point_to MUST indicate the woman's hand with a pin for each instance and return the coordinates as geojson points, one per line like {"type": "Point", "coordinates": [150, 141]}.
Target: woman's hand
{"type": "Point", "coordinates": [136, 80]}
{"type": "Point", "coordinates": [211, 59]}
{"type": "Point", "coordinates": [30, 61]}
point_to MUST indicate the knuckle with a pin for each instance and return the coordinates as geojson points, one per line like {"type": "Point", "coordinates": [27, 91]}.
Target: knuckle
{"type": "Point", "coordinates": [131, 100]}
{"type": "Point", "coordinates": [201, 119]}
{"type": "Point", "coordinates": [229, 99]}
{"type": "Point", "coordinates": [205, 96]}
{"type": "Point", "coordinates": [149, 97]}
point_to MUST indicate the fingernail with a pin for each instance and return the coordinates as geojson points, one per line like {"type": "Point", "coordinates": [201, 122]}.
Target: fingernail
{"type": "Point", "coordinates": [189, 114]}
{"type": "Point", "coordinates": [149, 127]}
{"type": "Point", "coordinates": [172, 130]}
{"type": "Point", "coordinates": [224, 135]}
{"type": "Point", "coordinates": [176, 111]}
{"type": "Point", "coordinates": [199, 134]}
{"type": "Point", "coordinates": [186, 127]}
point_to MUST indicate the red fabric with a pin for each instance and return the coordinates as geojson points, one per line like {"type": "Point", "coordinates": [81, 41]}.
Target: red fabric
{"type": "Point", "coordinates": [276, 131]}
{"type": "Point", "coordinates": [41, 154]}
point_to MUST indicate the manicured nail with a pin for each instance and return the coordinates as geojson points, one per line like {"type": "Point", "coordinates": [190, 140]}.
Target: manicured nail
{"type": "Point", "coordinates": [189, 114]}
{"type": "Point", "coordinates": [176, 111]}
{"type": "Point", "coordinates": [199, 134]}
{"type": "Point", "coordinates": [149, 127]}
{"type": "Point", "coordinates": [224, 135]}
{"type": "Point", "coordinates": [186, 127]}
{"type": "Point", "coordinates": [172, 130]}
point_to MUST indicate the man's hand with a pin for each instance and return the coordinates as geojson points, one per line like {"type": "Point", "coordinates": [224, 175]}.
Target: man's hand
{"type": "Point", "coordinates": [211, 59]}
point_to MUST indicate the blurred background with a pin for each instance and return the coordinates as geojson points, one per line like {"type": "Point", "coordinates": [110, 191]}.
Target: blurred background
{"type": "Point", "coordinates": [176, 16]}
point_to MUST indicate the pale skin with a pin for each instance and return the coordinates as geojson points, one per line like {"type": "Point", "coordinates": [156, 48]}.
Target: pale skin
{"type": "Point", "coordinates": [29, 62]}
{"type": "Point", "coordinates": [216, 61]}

Your goal — Reproduce verbatim the lines of the entries above, beginning at the line that contains "point_to MUST indicate the blurred" and continuing through the final line of the entries.

Written solution —
point_to MUST indicate the blurred background with a pin for each instance and return the coordinates as geojson points, one per line like {"type": "Point", "coordinates": [110, 191]}.
Target: blurred background
{"type": "Point", "coordinates": [176, 16]}
point_to MUST indicate the pale skin with a pin for each instance and return the coordinates as geojson points, one per line like {"type": "Point", "coordinates": [156, 48]}.
Target: pale skin
{"type": "Point", "coordinates": [29, 62]}
{"type": "Point", "coordinates": [216, 61]}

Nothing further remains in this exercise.